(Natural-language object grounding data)
+ + +

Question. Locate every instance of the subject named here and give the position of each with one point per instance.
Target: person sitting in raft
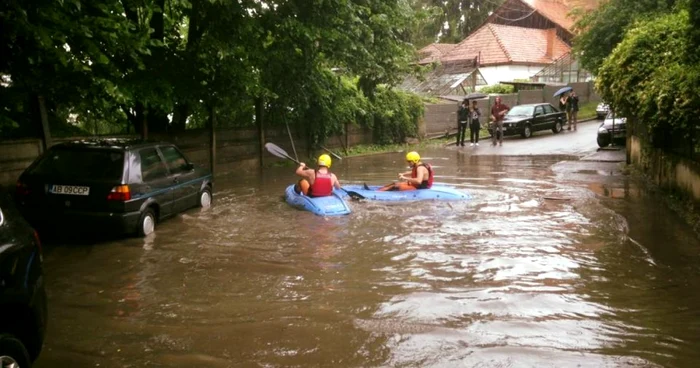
(421, 175)
(319, 182)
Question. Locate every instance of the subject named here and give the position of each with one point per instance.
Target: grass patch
(587, 110)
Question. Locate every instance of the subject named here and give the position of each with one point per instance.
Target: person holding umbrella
(565, 103)
(462, 117)
(498, 111)
(474, 125)
(573, 100)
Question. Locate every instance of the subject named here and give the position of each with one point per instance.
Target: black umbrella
(476, 96)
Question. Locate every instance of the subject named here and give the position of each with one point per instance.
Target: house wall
(506, 73)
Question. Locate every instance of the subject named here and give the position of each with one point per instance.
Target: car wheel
(205, 198)
(147, 223)
(557, 127)
(13, 353)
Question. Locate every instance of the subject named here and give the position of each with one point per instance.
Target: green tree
(649, 77)
(602, 29)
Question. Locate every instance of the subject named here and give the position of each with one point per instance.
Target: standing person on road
(462, 117)
(475, 124)
(565, 105)
(498, 111)
(573, 100)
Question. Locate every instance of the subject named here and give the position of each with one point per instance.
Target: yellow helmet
(413, 157)
(324, 160)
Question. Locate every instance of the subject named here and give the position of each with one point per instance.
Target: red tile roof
(434, 52)
(555, 10)
(500, 44)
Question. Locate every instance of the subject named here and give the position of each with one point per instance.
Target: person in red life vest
(421, 175)
(319, 182)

+ + +

Transcribe all lines above exactly, skipping pictures.

:: Output for this exercise ::
Question. Locate every instance of the subject named here and give the position of each with one point per instance.
Target: person sitting in raft
(421, 175)
(319, 182)
Question. Locate every instance of the subject named here and give the position of each with one point per instance.
Target: grass patch
(587, 110)
Question. Locate every instance of the subject named here and give the position of each with one point per instance.
Target: person holding umbrella
(565, 103)
(462, 117)
(498, 111)
(474, 125)
(573, 100)
Question. Locate every instance of the subject named here and give the position of each with one point per instance.
Target: black umbrella
(476, 96)
Question. Locate every instance of the subject named here and give the position of each with one point per instance.
Target: house wall
(506, 73)
Question. Locate every instance of the subject named here and give the position of each with one point per instance.
Target: car wheel
(205, 198)
(147, 223)
(557, 127)
(13, 353)
Question. Locate every instance of the subject named here and give the position of each with one point per instance.
Target: green tree
(649, 77)
(602, 29)
Question. Locate every instance of the subject named here and give the position of each with one point per instance.
Target: standing person on road
(462, 117)
(475, 124)
(565, 105)
(498, 111)
(573, 100)
Question. Locate every instance of the subject named here and give the position of each with one point per instance.
Target: yellow helmet
(413, 157)
(324, 160)
Question. Locate every instance of the subject named here and give the position of each with one point per instance.
Target: red tile roof
(434, 52)
(555, 10)
(500, 44)
Question. Locate every instance of the subject named here and give the position of each with one point per instance.
Target: person in red life vest
(421, 175)
(319, 182)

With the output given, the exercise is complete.